Directions for this task
Exactly and only the lines from the one with "point: silver car" through the end of the listing are to be transcribed, both ends included.

-- start Record set --

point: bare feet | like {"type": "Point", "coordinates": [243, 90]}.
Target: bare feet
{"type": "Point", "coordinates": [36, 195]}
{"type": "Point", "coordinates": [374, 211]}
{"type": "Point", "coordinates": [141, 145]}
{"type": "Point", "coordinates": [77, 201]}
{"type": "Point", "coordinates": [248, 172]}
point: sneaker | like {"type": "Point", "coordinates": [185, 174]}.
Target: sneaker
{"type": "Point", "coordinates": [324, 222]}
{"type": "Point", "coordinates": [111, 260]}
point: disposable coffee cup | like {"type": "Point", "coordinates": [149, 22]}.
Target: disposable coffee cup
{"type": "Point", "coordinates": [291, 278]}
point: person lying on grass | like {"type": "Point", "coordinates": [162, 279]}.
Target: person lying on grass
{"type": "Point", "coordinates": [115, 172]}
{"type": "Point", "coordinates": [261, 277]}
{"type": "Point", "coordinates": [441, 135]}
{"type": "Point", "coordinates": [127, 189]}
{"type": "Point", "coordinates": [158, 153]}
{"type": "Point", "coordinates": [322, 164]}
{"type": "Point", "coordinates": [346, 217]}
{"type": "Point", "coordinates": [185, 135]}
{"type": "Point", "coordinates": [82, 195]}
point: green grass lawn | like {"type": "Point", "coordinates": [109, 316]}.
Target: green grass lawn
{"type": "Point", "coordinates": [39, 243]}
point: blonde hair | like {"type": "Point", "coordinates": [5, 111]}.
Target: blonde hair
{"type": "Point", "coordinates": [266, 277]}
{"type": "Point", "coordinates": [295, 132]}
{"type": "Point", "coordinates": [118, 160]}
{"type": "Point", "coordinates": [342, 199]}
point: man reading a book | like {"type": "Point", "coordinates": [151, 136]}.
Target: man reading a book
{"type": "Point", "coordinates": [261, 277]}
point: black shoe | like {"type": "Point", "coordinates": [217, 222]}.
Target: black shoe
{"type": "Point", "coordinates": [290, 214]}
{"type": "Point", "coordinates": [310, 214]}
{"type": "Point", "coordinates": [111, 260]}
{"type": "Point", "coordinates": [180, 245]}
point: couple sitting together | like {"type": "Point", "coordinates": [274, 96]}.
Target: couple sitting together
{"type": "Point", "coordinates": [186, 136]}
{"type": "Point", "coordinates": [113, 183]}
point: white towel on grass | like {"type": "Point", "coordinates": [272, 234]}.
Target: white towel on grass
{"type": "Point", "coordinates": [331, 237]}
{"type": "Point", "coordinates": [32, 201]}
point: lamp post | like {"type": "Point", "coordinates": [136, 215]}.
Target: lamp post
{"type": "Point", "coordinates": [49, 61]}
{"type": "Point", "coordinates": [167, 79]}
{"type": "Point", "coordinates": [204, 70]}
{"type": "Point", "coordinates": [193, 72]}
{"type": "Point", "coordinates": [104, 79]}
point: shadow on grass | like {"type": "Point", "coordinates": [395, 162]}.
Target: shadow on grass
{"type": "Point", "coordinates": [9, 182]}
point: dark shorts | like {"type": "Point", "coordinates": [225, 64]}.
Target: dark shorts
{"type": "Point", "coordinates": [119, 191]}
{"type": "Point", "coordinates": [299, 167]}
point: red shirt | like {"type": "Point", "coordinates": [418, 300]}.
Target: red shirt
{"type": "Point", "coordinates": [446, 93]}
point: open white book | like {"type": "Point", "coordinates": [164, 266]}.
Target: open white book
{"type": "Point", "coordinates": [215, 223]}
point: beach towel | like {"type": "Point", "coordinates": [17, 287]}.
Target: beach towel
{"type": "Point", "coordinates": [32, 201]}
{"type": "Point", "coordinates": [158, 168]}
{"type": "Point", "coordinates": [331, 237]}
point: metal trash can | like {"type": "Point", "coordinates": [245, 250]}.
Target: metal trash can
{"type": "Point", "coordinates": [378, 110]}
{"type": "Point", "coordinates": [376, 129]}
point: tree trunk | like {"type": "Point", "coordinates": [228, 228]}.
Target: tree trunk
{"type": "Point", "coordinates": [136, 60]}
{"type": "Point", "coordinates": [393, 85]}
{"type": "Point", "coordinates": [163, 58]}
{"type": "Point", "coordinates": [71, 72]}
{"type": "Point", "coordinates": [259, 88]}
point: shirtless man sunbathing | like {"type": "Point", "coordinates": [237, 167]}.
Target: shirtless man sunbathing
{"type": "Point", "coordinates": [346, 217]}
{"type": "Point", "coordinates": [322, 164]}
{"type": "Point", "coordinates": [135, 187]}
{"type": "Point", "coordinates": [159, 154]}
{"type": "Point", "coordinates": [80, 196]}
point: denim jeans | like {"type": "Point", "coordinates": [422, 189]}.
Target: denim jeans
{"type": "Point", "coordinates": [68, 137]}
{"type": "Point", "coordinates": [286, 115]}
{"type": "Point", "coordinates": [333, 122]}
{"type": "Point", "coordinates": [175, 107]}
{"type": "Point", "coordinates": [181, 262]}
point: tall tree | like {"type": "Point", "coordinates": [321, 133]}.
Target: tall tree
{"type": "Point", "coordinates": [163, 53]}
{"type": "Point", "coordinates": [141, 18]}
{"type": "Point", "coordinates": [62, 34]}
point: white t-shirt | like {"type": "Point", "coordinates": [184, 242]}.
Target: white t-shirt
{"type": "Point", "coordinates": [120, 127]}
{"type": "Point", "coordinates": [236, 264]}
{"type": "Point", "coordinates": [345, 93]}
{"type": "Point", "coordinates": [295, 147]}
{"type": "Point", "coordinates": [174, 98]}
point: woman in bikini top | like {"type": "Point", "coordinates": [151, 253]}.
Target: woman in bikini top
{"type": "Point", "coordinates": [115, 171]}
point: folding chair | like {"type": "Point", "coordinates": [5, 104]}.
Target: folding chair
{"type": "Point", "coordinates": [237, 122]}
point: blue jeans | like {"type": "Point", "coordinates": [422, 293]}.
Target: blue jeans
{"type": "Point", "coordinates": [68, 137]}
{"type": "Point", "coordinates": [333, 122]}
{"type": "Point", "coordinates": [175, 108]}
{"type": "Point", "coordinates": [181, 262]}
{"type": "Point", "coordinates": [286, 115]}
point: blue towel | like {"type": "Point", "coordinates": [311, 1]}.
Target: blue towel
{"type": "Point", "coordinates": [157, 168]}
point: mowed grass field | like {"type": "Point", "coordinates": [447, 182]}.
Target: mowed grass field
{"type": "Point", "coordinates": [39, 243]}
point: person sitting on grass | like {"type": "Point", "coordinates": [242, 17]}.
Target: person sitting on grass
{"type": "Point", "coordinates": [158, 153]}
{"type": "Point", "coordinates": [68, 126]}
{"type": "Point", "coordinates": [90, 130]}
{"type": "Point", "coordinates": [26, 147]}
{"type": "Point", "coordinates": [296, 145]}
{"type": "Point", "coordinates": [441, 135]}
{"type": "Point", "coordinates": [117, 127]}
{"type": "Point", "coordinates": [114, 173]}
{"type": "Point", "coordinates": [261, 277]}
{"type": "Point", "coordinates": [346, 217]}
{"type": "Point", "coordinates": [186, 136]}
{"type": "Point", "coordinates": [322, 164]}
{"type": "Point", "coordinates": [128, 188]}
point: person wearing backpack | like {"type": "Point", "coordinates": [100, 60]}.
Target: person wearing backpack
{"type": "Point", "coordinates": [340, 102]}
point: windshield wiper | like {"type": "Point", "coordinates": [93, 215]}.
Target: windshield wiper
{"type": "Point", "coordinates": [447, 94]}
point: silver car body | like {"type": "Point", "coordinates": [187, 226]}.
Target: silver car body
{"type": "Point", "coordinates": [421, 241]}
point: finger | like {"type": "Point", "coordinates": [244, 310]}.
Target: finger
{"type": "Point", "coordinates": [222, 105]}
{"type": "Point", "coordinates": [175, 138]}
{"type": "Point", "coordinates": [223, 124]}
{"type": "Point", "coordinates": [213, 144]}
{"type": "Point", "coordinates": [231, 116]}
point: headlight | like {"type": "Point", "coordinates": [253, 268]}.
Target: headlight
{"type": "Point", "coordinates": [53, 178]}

-- end Record set --

Written reply
point: silver car body | like {"type": "Point", "coordinates": [187, 226]}.
Target: silver car body
{"type": "Point", "coordinates": [421, 241]}
point: finger | like {"type": "Point", "coordinates": [244, 310]}.
Target: finger
{"type": "Point", "coordinates": [222, 105]}
{"type": "Point", "coordinates": [175, 138]}
{"type": "Point", "coordinates": [223, 124]}
{"type": "Point", "coordinates": [213, 144]}
{"type": "Point", "coordinates": [231, 116]}
point: headlight | like {"type": "Point", "coordinates": [253, 268]}.
Target: headlight
{"type": "Point", "coordinates": [53, 178]}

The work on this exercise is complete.